### Entries

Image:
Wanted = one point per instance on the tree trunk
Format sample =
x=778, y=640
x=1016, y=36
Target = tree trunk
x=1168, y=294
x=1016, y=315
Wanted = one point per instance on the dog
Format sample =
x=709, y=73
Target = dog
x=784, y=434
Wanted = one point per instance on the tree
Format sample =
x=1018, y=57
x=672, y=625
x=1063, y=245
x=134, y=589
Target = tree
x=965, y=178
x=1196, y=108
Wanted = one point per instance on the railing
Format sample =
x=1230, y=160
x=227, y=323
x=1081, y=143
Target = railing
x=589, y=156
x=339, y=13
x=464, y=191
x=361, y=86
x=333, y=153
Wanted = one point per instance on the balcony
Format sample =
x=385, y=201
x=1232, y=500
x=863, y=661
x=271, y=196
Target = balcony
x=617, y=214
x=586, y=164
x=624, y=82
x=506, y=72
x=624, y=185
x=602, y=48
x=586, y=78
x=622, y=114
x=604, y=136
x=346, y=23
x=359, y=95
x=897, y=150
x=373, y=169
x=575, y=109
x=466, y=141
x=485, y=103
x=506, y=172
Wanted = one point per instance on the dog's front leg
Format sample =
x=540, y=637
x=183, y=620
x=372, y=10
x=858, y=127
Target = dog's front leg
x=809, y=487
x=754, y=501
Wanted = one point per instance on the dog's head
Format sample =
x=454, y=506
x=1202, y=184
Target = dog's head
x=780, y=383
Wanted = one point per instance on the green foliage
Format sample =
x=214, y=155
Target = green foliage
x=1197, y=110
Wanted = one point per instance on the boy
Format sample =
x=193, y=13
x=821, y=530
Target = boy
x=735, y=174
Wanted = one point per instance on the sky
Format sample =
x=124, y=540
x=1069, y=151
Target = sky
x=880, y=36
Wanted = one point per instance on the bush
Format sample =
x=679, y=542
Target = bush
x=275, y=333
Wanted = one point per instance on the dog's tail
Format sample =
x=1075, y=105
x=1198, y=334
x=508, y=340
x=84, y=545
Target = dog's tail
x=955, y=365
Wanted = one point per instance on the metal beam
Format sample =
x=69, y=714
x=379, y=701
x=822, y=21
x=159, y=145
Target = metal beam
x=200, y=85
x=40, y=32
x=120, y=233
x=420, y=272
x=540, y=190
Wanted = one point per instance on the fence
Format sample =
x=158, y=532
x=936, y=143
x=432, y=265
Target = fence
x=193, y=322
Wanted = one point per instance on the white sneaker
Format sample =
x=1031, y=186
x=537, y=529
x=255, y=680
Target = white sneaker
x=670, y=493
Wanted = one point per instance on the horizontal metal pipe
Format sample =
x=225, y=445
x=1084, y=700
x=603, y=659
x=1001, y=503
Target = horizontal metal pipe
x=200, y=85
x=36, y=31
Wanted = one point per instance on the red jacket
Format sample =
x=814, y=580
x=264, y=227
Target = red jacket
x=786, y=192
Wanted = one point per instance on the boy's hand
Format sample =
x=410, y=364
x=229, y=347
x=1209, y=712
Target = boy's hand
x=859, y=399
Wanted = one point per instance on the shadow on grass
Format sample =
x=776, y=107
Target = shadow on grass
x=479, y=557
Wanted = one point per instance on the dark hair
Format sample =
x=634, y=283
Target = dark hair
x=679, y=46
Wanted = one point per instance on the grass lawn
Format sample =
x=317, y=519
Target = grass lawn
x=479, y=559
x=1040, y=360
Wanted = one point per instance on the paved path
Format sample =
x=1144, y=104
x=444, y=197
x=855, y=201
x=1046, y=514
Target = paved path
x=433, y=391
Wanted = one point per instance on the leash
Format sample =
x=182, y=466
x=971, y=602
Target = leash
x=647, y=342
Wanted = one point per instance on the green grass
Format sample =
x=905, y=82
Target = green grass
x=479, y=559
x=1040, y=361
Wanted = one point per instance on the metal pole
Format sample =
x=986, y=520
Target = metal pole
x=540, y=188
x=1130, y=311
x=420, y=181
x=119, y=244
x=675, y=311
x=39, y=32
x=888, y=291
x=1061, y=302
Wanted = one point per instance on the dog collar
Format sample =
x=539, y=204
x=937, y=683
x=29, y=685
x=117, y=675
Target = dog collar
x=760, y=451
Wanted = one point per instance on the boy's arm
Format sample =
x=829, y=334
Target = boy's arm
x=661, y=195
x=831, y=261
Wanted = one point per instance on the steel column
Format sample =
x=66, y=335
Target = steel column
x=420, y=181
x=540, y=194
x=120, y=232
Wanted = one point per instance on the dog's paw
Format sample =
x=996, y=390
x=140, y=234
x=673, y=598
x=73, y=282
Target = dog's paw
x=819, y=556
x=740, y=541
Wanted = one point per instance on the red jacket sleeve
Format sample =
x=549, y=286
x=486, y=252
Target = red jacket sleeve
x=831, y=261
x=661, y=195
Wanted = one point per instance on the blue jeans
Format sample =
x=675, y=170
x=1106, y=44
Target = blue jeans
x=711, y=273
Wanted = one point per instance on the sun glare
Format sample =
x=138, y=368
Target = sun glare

### Exercise brief
Write out the entire listing above again, line for line, without changing anything.

### Completed task
Image:
Wanted = one point per instance on the tree trunk
Format sample =
x=778, y=640
x=1016, y=36
Target = tree trunk
x=1168, y=294
x=1016, y=315
Wanted = one point per instance on the dog
Format sample =
x=709, y=73
Target = dog
x=784, y=434
Wanted = one point per instance on the tree
Format sample =
x=1018, y=57
x=672, y=625
x=1063, y=245
x=134, y=589
Target = tree
x=965, y=178
x=1196, y=108
Wanted = one point per instance on the railing
Format sample =
x=1230, y=160
x=227, y=323
x=1081, y=143
Target = railing
x=589, y=156
x=339, y=13
x=464, y=191
x=361, y=86
x=333, y=153
Wanted = one point per instance on the balcony
Format sample =
x=385, y=201
x=1232, y=500
x=863, y=661
x=271, y=196
Target = balcony
x=617, y=214
x=586, y=164
x=624, y=82
x=506, y=72
x=624, y=185
x=602, y=48
x=586, y=78
x=622, y=114
x=604, y=136
x=346, y=23
x=359, y=95
x=897, y=150
x=373, y=169
x=575, y=109
x=466, y=141
x=485, y=103
x=506, y=172
Wanted = one point per instance on the dog's front leg
Format sample =
x=540, y=637
x=183, y=620
x=372, y=10
x=858, y=127
Target = dog's front leg
x=809, y=487
x=754, y=501
Wanted = one point per instance on the dog's head
Format sample =
x=454, y=506
x=1202, y=184
Target = dog's head
x=780, y=383
Wanted = one point per instance on the green foliage
Format sample =
x=214, y=155
Target = green foliage
x=1197, y=110
Wanted = one point per instance on the boy
Format sample =
x=193, y=13
x=821, y=530
Target = boy
x=735, y=174
Wanted = one point per instance on the sky
Format sample =
x=124, y=540
x=1069, y=151
Target = sky
x=880, y=36
Wanted = one point per instance on the bush
Format sample =
x=679, y=542
Target = bush
x=275, y=333
Wanted = one point per instance on the dog's tail
Format sample =
x=1075, y=105
x=1198, y=334
x=508, y=340
x=84, y=545
Target = dog's tail
x=955, y=365
Wanted = one point per instance on the metal beam
Format sample =
x=69, y=714
x=379, y=701
x=822, y=21
x=159, y=145
Target = metal beam
x=200, y=85
x=40, y=32
x=120, y=233
x=420, y=272
x=540, y=190
Wanted = one point per instance on the fence
Format sample =
x=158, y=532
x=936, y=143
x=432, y=265
Target = fence
x=193, y=322
Wanted = one point per instance on the white sneaker
Format sample =
x=1031, y=186
x=537, y=529
x=255, y=680
Target = white sneaker
x=670, y=493
Wanted = one point per instance on the horizontal metal pipe
Format sample =
x=225, y=445
x=1084, y=700
x=603, y=659
x=1001, y=503
Target = horizontal metal pipe
x=200, y=85
x=36, y=31
Wanted = one point per instance on the red jacket
Format sample =
x=814, y=580
x=264, y=227
Target = red jacket
x=786, y=192
Wanted = one point per instance on the boy's hand
Format sample =
x=410, y=364
x=229, y=347
x=1209, y=712
Target = boy's hand
x=859, y=399
Wanted = one point per instance on the shadow on grass
Format sample =
x=776, y=107
Target = shadow on grass
x=479, y=557
Wanted = one point per instance on the dark hair
Format sample =
x=634, y=283
Target = dark hair
x=679, y=46
Wanted = one point per instance on the grass lawn
Format sample =
x=317, y=519
Target = grass lawn
x=479, y=559
x=1040, y=360
Wanted = one point per instance on the paved path
Format sample =
x=1144, y=104
x=444, y=197
x=855, y=201
x=1046, y=514
Target = paved path
x=433, y=391
Wanted = one point per instance on the leash
Format sample =
x=182, y=466
x=971, y=602
Target = leash
x=647, y=342
Wanted = one point per instance on the green grass
Format sample =
x=905, y=82
Target = green grass
x=479, y=559
x=1040, y=361
Wanted = one point per instance on the metal pole
Format sample =
x=986, y=520
Target = metal pole
x=540, y=188
x=1130, y=311
x=420, y=181
x=119, y=244
x=675, y=311
x=39, y=32
x=888, y=291
x=1061, y=302
Wanted = one point per instance on the dog collar
Format sample =
x=539, y=204
x=937, y=683
x=29, y=685
x=117, y=675
Target = dog collar
x=760, y=451
Wanted = one point per instance on the boy's arm
Format sample =
x=829, y=334
Target = boy's arm
x=661, y=195
x=831, y=261
Wanted = one point per instance on the steel column
Format sample =
x=66, y=335
Target = steel column
x=420, y=181
x=540, y=194
x=120, y=232
Wanted = one point per instance on the dog's paw
Format sample =
x=996, y=390
x=140, y=234
x=673, y=598
x=73, y=282
Target = dog's paw
x=819, y=556
x=740, y=541
Wanted = one point per instance on the red jacket sleeve
Format sample =
x=549, y=286
x=486, y=252
Target = red jacket sleeve
x=831, y=261
x=661, y=195
Wanted = one point per instance on the blue jeans
Format sample =
x=675, y=170
x=1106, y=44
Target = blue jeans
x=711, y=273
Wanted = one point per instance on the sun glare
Format sample =
x=138, y=368
Target = sun glare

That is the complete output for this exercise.